The infrastructure behind Minions is not a recipe to follow literally. A decade of investment in test suites, standardized devbox environments, nearly 500 internal tools. It is a proof of concept for a principle: identify which steps cannot fail, then enforce those steps in code rather than a prompt.

Figure 5 - Comparison table of skills versus harness gates across six dimensions: step enforcement, validation, error recovery, auditability, context isolation, cost control.

Figure 5 - Skills Versus Harness Gates: The structural difference across six operational dimensions. Skills excel at encoding domain knowledge and guiding model judgment within a phase. Harness gates excel at guaranteeing that phases happen in the right order with the right checks between them. The choice is not which one to use. It is which steps get which treatment.

Prompting is influence and code is enforcement, and you cannot prompt your way to the upper nines any more than you can ask a checklist to run itself.

Choosing: skills versus harness gates, step by step#

The practical question is not “should I use skills or build a harness.” It is “which steps in this specific workflow get which treatment.”

Here is the heuristic we use. For each step in a workflow, ask: “If the model skipped this step or got it wrong, would the downstream workflow still be acceptable?”

If yes, the step is a skill candidate. These are judgment steps: expanding a dataset, drafting an explanation, classifying ambiguous input, generating a summary. The model’s judgment is the point. A skill guides that judgment. Occasional errors are correctable or tolerable.

If no, the step is a harness gate. These are enforcement steps: confirming a required input exists before proceeding, validating output schema before passing to the next phase, running a test suite before a PR is raised, refusing to advance until a required approval is logged. The model’s judgment is not the point. The step must happen.

Most production workflows split roughly 70 to 30 or 80 to 20 between skill-appropriate steps and gate-appropriate steps. The gates are few. They are load-bearing. Missing one gate is where the upper nines collapse.

Figure 6 - Decision tree: for each workflow step, branch on whether the result is still acceptable if the model skips or errs there, routing to skill candidate or harness gate.

Figure 6 - The Skill-or-Gate Decision Tree: Apply this to every step in your workflow before building. The judgment steps get skills. The cannot-fail steps get code. In a 10-step workflow, you might find 2 or 3 gate-worthy steps. Those 2 or 3 determine your production reliability ceiling more than anything else in the system.

◆ Extracted records:
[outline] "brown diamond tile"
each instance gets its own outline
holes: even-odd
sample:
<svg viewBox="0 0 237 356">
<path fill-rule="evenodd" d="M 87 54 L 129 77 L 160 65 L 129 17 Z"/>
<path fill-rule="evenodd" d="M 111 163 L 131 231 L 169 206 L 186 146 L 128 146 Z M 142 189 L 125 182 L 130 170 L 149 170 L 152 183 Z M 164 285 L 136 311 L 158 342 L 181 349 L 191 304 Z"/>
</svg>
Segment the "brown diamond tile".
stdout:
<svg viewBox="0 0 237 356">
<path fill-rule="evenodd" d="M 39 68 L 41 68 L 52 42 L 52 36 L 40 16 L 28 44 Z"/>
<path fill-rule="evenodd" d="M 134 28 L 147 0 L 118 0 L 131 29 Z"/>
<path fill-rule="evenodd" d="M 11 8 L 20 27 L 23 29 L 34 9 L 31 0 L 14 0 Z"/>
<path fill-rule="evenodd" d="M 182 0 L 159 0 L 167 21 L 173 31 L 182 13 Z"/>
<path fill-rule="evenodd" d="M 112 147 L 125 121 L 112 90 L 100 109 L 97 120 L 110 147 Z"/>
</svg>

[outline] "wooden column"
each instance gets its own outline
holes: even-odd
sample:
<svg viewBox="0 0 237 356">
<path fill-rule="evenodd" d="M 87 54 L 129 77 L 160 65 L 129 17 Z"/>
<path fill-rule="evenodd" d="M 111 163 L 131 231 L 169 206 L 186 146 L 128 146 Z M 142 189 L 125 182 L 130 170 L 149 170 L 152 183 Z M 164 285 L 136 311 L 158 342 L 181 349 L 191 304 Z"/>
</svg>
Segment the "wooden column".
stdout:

◆ Exercise objective: Reproduce the skills-versus-harness-gates passage word for word, from "Figure 5 - Comparison" down to "steps get which treatment.".

◆ Answer section:
Figure 5 - Comparison table of skills versus harness gates across six dimensions: step enforcement, validation, error recovery, auditability, context isolation, cost control.

Figure 5 - Skills Versus Harness Gates: The structural difference across six operational dimensions. Skills excel at encoding domain knowledge and guiding model judgment within a phase. Harness gates excel at guaranteeing that phases happen in the right order with the right checks between them. The choice is not which one to use. It is which steps get which treatment.